> AVAILABLE DATA:
########################################
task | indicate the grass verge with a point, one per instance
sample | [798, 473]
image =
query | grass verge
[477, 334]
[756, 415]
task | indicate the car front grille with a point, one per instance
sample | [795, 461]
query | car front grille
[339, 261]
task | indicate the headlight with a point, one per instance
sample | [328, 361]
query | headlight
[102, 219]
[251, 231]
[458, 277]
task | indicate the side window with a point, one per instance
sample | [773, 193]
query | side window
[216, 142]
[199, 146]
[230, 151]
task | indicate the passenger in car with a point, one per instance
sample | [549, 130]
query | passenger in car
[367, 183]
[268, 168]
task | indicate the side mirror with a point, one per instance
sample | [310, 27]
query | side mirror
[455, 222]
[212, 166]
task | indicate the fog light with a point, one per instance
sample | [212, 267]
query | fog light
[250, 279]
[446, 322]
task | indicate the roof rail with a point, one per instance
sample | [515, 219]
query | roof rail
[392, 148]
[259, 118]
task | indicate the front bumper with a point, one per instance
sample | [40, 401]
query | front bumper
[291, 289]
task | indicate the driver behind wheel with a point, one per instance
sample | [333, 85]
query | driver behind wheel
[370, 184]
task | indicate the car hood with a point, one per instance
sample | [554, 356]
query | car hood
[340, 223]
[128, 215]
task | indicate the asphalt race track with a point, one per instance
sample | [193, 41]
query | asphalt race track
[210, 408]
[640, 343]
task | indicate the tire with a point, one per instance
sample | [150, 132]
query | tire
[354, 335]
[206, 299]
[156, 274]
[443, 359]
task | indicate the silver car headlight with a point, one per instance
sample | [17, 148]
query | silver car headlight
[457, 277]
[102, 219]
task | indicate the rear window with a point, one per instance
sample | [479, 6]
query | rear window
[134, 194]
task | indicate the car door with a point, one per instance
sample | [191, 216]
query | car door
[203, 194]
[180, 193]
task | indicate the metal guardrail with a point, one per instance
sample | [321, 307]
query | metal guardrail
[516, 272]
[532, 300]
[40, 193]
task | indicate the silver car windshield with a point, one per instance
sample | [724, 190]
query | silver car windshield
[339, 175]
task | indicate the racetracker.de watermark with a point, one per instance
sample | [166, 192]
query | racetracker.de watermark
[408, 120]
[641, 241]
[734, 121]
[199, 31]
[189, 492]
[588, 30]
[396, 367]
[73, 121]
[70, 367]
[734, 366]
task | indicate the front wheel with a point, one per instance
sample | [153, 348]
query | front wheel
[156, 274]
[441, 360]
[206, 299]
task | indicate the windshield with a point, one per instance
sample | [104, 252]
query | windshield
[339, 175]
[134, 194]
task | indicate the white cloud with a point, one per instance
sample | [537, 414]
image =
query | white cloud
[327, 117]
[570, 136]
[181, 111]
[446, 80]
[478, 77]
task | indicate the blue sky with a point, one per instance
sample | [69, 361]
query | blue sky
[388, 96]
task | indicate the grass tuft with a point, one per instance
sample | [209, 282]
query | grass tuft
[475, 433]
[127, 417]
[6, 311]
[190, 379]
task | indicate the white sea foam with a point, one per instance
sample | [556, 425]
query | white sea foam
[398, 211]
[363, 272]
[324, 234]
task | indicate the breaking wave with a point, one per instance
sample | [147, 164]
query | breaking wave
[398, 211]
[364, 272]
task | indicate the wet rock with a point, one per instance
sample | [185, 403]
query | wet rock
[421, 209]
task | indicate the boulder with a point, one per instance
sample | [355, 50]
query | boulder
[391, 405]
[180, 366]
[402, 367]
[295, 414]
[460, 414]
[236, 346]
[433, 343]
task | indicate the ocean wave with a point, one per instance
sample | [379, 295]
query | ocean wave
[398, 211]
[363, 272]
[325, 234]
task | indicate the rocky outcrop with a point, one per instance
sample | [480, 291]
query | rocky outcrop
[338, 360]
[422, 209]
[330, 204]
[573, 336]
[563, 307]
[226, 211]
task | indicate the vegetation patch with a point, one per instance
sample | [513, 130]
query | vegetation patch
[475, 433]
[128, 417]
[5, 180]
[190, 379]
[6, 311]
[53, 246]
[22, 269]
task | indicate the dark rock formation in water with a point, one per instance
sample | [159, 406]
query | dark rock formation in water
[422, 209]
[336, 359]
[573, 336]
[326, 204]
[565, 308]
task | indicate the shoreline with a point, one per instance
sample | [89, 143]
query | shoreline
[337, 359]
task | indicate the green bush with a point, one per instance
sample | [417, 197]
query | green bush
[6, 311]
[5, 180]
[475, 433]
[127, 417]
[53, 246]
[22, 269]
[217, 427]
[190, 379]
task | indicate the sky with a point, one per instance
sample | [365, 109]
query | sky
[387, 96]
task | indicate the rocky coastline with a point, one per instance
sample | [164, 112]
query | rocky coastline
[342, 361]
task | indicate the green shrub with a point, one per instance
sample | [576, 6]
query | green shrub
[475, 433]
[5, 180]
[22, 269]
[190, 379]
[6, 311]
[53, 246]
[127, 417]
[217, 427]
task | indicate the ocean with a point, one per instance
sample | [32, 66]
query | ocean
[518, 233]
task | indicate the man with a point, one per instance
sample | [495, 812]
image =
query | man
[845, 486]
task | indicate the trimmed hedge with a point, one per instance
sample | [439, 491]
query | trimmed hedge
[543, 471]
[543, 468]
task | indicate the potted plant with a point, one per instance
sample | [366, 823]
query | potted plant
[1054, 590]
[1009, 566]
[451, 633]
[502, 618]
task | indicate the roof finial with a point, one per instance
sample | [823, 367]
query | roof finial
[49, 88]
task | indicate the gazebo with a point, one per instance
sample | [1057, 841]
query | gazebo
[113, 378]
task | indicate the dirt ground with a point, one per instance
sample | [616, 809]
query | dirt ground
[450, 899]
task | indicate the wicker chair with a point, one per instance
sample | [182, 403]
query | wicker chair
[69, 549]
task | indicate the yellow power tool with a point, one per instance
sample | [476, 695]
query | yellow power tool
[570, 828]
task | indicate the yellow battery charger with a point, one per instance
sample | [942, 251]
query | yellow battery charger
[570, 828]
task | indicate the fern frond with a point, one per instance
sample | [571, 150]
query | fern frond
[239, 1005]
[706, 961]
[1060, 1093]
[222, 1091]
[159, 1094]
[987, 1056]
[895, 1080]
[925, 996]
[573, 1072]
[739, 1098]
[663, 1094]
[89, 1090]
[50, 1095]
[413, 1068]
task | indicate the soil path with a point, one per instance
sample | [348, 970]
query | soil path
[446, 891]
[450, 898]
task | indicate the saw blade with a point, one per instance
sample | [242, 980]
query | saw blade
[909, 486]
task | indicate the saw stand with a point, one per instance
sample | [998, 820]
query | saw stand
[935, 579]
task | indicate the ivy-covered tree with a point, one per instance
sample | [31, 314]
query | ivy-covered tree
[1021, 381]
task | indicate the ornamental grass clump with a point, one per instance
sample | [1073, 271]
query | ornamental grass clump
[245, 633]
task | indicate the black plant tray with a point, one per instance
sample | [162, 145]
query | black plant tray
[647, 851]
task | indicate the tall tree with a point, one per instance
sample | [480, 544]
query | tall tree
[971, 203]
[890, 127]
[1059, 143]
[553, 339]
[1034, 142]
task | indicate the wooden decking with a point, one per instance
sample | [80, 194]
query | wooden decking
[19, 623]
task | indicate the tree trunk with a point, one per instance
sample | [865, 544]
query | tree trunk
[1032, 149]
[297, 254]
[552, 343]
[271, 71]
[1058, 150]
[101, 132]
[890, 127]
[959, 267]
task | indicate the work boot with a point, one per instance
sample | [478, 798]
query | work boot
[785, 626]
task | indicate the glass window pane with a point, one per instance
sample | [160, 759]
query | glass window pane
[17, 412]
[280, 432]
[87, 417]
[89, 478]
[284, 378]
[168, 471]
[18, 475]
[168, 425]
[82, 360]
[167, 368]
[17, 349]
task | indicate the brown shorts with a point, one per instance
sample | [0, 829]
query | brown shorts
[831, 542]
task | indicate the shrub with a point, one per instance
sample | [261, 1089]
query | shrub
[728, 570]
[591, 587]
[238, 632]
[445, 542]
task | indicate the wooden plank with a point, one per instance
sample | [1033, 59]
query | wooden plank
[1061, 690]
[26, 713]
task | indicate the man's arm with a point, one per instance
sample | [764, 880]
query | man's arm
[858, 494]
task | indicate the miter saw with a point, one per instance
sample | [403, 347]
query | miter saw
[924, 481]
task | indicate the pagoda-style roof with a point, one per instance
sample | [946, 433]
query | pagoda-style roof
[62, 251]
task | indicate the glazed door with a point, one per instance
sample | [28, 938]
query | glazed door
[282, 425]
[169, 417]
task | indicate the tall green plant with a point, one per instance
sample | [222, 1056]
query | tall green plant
########################################
> WORK REQUIRED: Extract, exactly as they appear, the lines from the one containing "task | indicate the man's" through the final line.

> SOLUTION FOR THIS EXERCISE:
task | indicate the man's arm with a point, one per instance
sample | [764, 880]
query | man's arm
[858, 494]
task | indicate the miter saw with a point, one per instance
sample | [403, 347]
query | miter saw
[924, 481]
task | indicate the pagoda-style roof with a point, one per instance
sample | [946, 433]
query | pagoda-style roof
[62, 251]
task | indicate the glazed door with a point, one per instance
sample | [28, 938]
query | glazed door
[282, 425]
[169, 417]
task | indicate the tall green plant with a point, one per instance
sample | [222, 1056]
query | tall green plant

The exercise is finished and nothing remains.